§ **What you need to do**
Since only part of the records is wanted, repeat exactly the lines from the one containing "Target: antenna" through the last line, both included.
__________
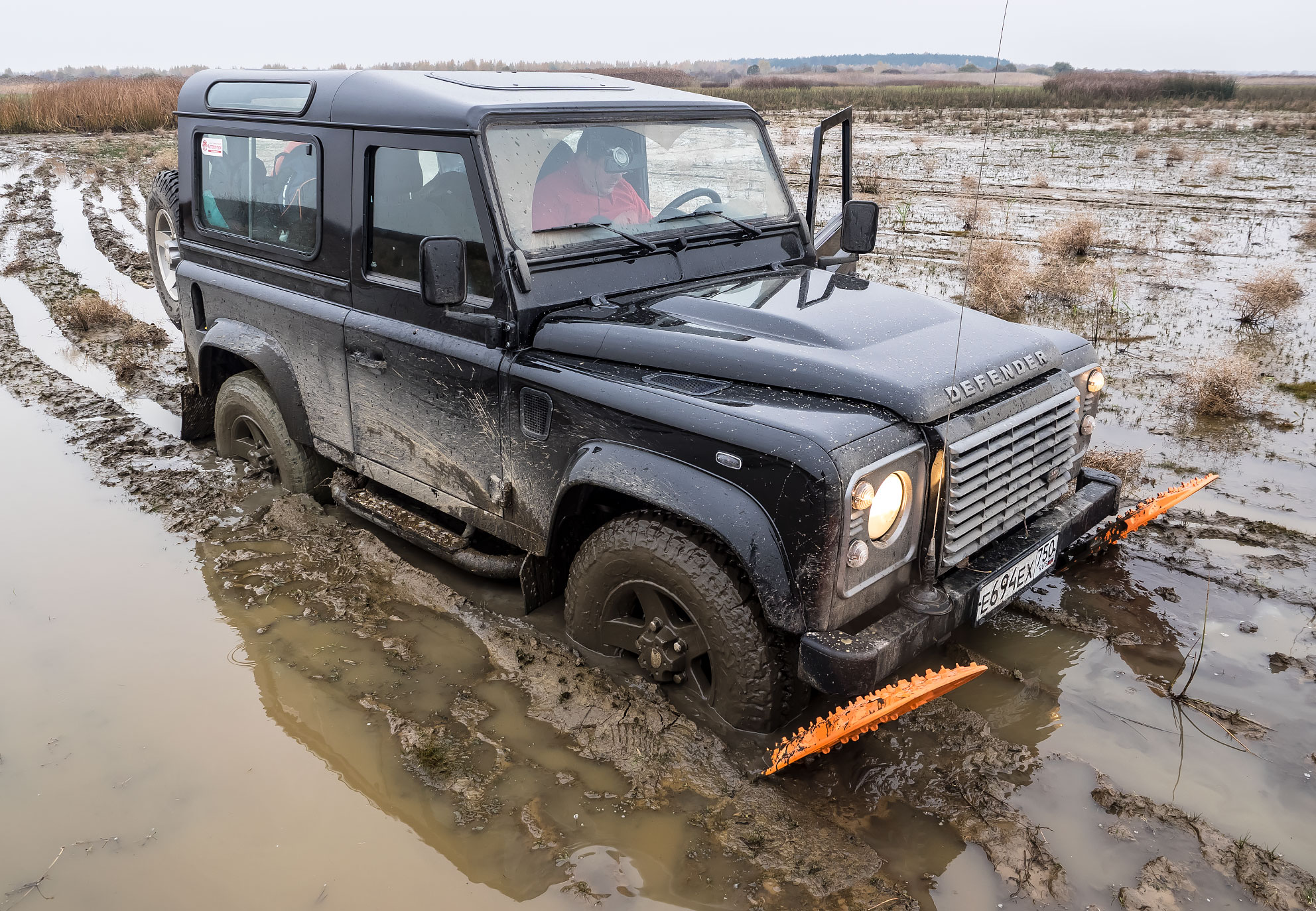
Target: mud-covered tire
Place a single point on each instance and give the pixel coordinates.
(753, 686)
(163, 220)
(247, 425)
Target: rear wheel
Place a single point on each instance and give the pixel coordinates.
(667, 593)
(163, 238)
(249, 426)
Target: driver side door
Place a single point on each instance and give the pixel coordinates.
(424, 387)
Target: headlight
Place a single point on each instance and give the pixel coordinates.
(889, 503)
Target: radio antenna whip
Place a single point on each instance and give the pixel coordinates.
(929, 567)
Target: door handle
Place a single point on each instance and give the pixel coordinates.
(369, 362)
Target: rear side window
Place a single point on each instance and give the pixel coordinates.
(282, 97)
(261, 190)
(415, 195)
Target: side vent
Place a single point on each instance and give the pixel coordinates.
(689, 385)
(536, 413)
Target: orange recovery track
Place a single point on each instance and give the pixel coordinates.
(1148, 509)
(865, 713)
(868, 711)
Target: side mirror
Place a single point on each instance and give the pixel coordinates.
(442, 271)
(860, 227)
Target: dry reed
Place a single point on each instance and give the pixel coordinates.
(92, 105)
(1126, 464)
(998, 279)
(1074, 237)
(1268, 296)
(1222, 388)
(90, 312)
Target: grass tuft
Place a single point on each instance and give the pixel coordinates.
(998, 279)
(90, 312)
(1126, 464)
(1222, 388)
(1268, 296)
(1074, 237)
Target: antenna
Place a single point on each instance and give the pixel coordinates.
(925, 597)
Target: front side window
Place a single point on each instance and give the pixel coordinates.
(639, 176)
(415, 195)
(261, 190)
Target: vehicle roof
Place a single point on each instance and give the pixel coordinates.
__________
§ **Result of this task**
Target: antenna
Place a single point on each instance and give the pixel coordinates.
(925, 597)
Target: front side window
Place a single point on each instance and give the pixel coordinates.
(639, 176)
(415, 195)
(261, 190)
Target: vehicle roof
Place a single point on each instance and give the pixel coordinates.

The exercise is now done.